Task instructions: Please take the records that follow and repeat exactly the lines starting with the line with "positive clicks: (226, 111)" and going on through the line with "positive clicks: (130, 247)".

Dataset entries:
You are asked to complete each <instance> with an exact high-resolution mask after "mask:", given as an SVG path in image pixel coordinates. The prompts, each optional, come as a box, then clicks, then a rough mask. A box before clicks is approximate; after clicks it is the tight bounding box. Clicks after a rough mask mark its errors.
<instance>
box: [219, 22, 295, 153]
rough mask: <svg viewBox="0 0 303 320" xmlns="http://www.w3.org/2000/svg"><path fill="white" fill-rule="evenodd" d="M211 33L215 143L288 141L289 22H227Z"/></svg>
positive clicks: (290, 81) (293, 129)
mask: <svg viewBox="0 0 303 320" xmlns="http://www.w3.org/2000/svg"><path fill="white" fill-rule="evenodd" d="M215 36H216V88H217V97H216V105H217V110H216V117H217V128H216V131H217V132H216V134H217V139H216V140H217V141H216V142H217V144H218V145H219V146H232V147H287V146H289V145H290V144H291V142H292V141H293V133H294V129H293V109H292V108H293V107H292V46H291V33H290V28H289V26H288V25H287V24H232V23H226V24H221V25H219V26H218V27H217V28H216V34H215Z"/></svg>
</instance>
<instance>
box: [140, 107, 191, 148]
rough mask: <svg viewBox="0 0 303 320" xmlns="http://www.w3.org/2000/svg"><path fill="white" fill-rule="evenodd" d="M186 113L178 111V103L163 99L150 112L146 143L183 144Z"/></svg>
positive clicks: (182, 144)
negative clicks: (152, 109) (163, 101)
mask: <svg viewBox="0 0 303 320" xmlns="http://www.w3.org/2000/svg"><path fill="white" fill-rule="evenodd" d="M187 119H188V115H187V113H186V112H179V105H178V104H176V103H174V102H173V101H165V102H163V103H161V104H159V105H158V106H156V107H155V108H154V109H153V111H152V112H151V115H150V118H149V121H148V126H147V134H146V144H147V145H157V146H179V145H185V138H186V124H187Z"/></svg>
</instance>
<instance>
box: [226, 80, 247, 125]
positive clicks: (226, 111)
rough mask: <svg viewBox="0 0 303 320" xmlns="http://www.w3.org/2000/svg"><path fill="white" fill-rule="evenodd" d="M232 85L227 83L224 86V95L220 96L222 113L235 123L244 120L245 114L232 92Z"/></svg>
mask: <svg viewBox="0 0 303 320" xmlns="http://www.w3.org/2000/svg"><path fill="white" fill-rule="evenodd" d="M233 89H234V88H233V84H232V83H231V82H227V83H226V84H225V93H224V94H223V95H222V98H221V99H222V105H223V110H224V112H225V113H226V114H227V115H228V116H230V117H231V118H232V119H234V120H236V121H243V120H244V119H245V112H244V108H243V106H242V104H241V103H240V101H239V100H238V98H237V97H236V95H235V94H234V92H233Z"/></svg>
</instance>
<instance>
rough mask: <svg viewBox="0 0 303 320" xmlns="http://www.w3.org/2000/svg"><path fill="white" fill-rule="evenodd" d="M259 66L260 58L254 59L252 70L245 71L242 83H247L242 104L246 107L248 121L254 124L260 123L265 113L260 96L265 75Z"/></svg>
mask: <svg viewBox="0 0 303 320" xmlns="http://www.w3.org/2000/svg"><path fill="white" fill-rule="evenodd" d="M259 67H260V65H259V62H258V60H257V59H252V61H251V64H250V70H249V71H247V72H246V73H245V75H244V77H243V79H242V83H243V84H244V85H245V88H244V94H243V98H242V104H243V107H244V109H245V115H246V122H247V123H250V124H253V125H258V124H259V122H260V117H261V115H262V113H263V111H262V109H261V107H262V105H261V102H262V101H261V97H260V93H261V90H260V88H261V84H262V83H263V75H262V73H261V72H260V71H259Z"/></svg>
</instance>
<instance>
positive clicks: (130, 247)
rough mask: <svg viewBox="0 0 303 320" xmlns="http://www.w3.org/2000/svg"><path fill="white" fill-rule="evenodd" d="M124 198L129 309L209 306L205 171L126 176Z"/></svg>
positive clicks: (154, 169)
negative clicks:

Answer to this problem:
positive clicks: (226, 111)
rough mask: <svg viewBox="0 0 303 320" xmlns="http://www.w3.org/2000/svg"><path fill="white" fill-rule="evenodd" d="M232 85L227 83L224 86V95L220 96L222 113L235 123L244 120L245 114L232 92Z"/></svg>
mask: <svg viewBox="0 0 303 320" xmlns="http://www.w3.org/2000/svg"><path fill="white" fill-rule="evenodd" d="M233 89H234V88H233V84H232V83H231V82H227V83H226V84H225V93H224V94H223V95H222V98H221V99H222V105H223V110H224V112H225V113H226V114H227V115H228V116H230V117H231V118H232V119H234V120H236V121H243V120H244V119H245V112H244V108H243V106H242V104H241V103H240V101H239V100H238V98H237V97H236V95H235V94H234V92H233Z"/></svg>
</instance>
<instance>
rough mask: <svg viewBox="0 0 303 320" xmlns="http://www.w3.org/2000/svg"><path fill="white" fill-rule="evenodd" d="M259 66L260 58L254 59L252 70L245 71L242 83H247L242 104L246 107L248 121L254 124L260 123L265 113L260 96L265 75Z"/></svg>
mask: <svg viewBox="0 0 303 320" xmlns="http://www.w3.org/2000/svg"><path fill="white" fill-rule="evenodd" d="M259 67H260V65H259V62H258V60H257V59H252V61H251V64H250V70H249V71H247V72H246V73H245V75H244V77H243V79H242V83H243V84H244V85H245V88H244V94H243V98H242V104H243V107H244V109H245V115H246V122H247V123H250V124H253V125H258V124H259V122H260V117H261V115H262V113H263V111H262V109H261V107H262V105H261V102H262V101H261V97H260V93H261V90H260V88H261V84H262V83H263V75H262V73H261V72H260V71H259Z"/></svg>
</instance>
<instance>
positive clicks: (130, 247)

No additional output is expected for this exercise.